PROVIDED RECORDS ::
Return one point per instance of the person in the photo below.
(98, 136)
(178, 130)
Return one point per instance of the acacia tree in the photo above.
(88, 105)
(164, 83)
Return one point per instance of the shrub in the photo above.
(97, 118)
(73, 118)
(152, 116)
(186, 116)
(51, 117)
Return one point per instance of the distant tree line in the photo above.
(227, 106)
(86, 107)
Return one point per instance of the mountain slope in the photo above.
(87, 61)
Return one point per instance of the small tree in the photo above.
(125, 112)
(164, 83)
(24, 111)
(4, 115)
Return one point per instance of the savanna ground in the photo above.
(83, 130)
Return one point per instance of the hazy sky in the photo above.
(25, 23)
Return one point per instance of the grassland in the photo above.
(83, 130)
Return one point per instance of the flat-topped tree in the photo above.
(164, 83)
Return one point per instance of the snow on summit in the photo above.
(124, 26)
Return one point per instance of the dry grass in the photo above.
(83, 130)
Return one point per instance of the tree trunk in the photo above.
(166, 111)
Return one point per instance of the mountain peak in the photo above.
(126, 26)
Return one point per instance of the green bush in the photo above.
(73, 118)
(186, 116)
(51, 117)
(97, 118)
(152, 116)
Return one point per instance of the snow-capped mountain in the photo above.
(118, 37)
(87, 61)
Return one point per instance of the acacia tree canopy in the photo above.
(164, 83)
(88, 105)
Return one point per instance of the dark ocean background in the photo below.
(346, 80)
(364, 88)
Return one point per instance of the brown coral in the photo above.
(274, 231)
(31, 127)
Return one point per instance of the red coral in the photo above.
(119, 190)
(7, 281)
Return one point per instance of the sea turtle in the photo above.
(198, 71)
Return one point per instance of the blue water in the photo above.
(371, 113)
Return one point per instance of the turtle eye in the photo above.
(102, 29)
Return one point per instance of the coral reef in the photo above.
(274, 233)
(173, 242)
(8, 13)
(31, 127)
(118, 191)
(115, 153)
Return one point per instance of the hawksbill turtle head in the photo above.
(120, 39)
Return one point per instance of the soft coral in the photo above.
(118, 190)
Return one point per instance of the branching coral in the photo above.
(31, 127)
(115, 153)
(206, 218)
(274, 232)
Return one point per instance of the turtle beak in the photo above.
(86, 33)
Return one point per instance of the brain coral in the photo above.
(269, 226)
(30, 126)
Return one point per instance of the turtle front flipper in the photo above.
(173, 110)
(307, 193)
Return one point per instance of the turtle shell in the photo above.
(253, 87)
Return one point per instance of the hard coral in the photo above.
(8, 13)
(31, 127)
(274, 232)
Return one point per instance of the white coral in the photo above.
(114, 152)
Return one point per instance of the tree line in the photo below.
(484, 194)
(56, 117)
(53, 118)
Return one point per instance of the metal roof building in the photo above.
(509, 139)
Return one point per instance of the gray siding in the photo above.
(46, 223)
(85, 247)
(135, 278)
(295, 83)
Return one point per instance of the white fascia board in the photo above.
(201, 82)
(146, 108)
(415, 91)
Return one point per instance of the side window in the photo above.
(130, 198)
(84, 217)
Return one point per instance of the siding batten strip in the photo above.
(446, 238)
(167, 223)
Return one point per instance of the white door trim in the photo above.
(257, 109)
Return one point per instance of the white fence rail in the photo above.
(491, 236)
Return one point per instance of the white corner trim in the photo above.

WHAT YOU ARE ASKED TO DO ::
The output should be a character-exact copy of all entries.

RESPONSE ::
Return one point per instance of the person in the photo below.
(98, 136)
(178, 130)
Return one point per instance of the acacia tree in the photo above.
(88, 105)
(164, 83)
Return one point per instance of the shrub in the photo above.
(97, 118)
(73, 118)
(152, 116)
(186, 116)
(51, 117)
Return one point per instance of the distant tree line in the photo above.
(227, 106)
(86, 107)
Return one point per instance of the mountain slope in the photo above.
(87, 61)
Return one point per instance of the small tree in the photo above.
(125, 112)
(164, 83)
(24, 111)
(4, 115)
Return one point per instance of the savanna ground in the photo above.
(83, 130)
Return one point per instance of the hazy sky in the photo above.
(25, 23)
Return one point per instance of the grassland in the photo above.
(83, 130)
Return one point per instance of the flat-topped tree in the photo above.
(164, 83)
Return one point per instance of the snow on summit in the photo above.
(124, 26)
Return one point per instance of the dry grass in the photo above.
(83, 130)
Return one point per instance of the tree trunk in the photo above.
(166, 111)
Return one point per instance of the mountain peak in the photo above.
(126, 26)
Return one point per instance of the green bush in the photo above.
(73, 118)
(186, 116)
(51, 117)
(97, 118)
(152, 116)
Return one point per instance of the snow-capped mountain in the photo above.
(118, 37)
(87, 61)
Return one point per instance of the acacia tree canopy in the photo above.
(164, 83)
(88, 105)
Return one point per instance of the dark ocean background in the photo below.
(346, 80)
(364, 88)
Return one point per instance of the brown coral in the photo above.
(274, 231)
(31, 127)
Return one point per instance of the red coral in the photo above.
(119, 190)
(7, 281)
Return one point per instance of the sea turtle in the photo above.
(198, 71)
Return one point per instance of the blue water in the photo above.
(371, 113)
Return one point per instance of the turtle eye in the photo above.
(102, 29)
Return one point per instance of the coral reef in the photo above.
(274, 233)
(173, 242)
(8, 13)
(31, 127)
(118, 191)
(115, 153)
Return one point per instance of the hawksbill turtle head in the photo above.
(120, 39)
Return one point per instance of the soft coral in the photo above.
(118, 190)
Return one point per instance of the branching coral in the photo above.
(31, 127)
(115, 153)
(206, 218)
(274, 232)
Return one point per instance of the turtle beak in the photo above.
(86, 33)
Return one point per instance of the brain coral in the photo above.
(269, 226)
(30, 126)
Return one point per instance of the turtle front flipper in the photo above.
(173, 110)
(307, 193)
Return one point per instance of the turtle shell in the photo above.
(253, 87)
Return one point per instance of the hard coral in the photo above.
(8, 13)
(31, 127)
(274, 232)
Return one point per instance of the white coral in the photo above.
(114, 152)
Return one point per instance of the tree line in the photo below.
(484, 194)
(56, 117)
(53, 118)
Return one point per instance of the metal roof building in the photo above.
(509, 139)
Return one point per instance of the gray siding in the photo above.
(46, 223)
(85, 247)
(135, 278)
(295, 83)
Return one point per instance of the white fascia board in the photo above.
(201, 82)
(146, 108)
(415, 91)
Return one point per instance of the side window in the photo above.
(130, 198)
(84, 217)
Return one point per instance of the siding batten strip in the photo above.
(446, 238)
(167, 223)
Return one point per instance of the white door trim in the photo above.
(257, 109)
Return one point per instance of the white fence rail in the photo above.
(491, 236)
Return one point per instance of the white corner trim in the photo above.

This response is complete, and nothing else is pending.